__PROBLEM STATEMENT__
Reproduce the material below word for word, every line from start to finish.

__STORED RECORDS__
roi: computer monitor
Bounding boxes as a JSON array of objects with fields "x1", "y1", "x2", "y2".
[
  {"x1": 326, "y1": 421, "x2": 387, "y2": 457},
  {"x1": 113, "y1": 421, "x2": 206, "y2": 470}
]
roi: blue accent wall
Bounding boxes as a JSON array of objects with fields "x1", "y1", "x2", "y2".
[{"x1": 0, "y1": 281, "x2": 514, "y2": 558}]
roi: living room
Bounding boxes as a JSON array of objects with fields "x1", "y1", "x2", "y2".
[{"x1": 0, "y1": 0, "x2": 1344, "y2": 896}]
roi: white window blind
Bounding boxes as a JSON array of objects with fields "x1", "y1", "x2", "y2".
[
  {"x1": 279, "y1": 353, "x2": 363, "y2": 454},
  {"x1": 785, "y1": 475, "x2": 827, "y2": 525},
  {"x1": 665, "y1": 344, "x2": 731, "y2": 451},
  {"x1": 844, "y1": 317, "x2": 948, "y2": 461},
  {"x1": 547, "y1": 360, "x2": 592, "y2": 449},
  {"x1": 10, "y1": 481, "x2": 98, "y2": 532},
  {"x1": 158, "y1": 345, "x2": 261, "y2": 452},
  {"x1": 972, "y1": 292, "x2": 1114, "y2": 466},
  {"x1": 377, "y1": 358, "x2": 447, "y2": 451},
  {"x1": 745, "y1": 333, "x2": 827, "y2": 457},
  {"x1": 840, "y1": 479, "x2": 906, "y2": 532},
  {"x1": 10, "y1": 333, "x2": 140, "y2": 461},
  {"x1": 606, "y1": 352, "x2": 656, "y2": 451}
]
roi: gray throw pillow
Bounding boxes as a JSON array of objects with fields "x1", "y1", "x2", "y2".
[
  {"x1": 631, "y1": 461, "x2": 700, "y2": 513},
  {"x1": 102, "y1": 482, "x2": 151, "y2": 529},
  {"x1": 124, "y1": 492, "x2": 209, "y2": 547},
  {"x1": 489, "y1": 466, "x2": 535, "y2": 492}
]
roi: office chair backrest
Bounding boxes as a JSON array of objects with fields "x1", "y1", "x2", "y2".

__FULL OUTPUT__
roi: computer monitor
Bounding boxes as a JSON array of objects with fields "x1", "y1", "x2", "y2".
[
  {"x1": 326, "y1": 421, "x2": 387, "y2": 457},
  {"x1": 113, "y1": 421, "x2": 206, "y2": 470}
]
roi: blue accent wall
Bounding boxes as a JSON array of objects with fields "x1", "y1", "x2", "y2".
[{"x1": 0, "y1": 281, "x2": 514, "y2": 558}]
roi: living room
Bounding boxes as a JSON array of objects with fields "x1", "y1", "x2", "y2".
[{"x1": 0, "y1": 0, "x2": 1344, "y2": 896}]
roi: white window blind
Bounding boxes as a JSON array of objects with fields "x1", "y1", "x2", "y2".
[
  {"x1": 279, "y1": 353, "x2": 363, "y2": 454},
  {"x1": 785, "y1": 475, "x2": 827, "y2": 525},
  {"x1": 665, "y1": 344, "x2": 731, "y2": 451},
  {"x1": 844, "y1": 317, "x2": 948, "y2": 461},
  {"x1": 547, "y1": 360, "x2": 592, "y2": 449},
  {"x1": 10, "y1": 481, "x2": 98, "y2": 532},
  {"x1": 158, "y1": 345, "x2": 261, "y2": 452},
  {"x1": 972, "y1": 292, "x2": 1114, "y2": 466},
  {"x1": 377, "y1": 358, "x2": 447, "y2": 451},
  {"x1": 745, "y1": 333, "x2": 827, "y2": 457},
  {"x1": 840, "y1": 479, "x2": 906, "y2": 532},
  {"x1": 10, "y1": 333, "x2": 140, "y2": 461},
  {"x1": 606, "y1": 352, "x2": 656, "y2": 451}
]
roi: gray throw pillow
Bounding boxes as a JSON array of objects with fields "x1", "y1", "x2", "y2".
[
  {"x1": 631, "y1": 461, "x2": 700, "y2": 513},
  {"x1": 102, "y1": 482, "x2": 151, "y2": 529},
  {"x1": 124, "y1": 492, "x2": 209, "y2": 547},
  {"x1": 489, "y1": 466, "x2": 535, "y2": 492}
]
roi: office chair backrest
Bounding boxes as a JSON array of objects with fields "x1", "y1", "x2", "y2".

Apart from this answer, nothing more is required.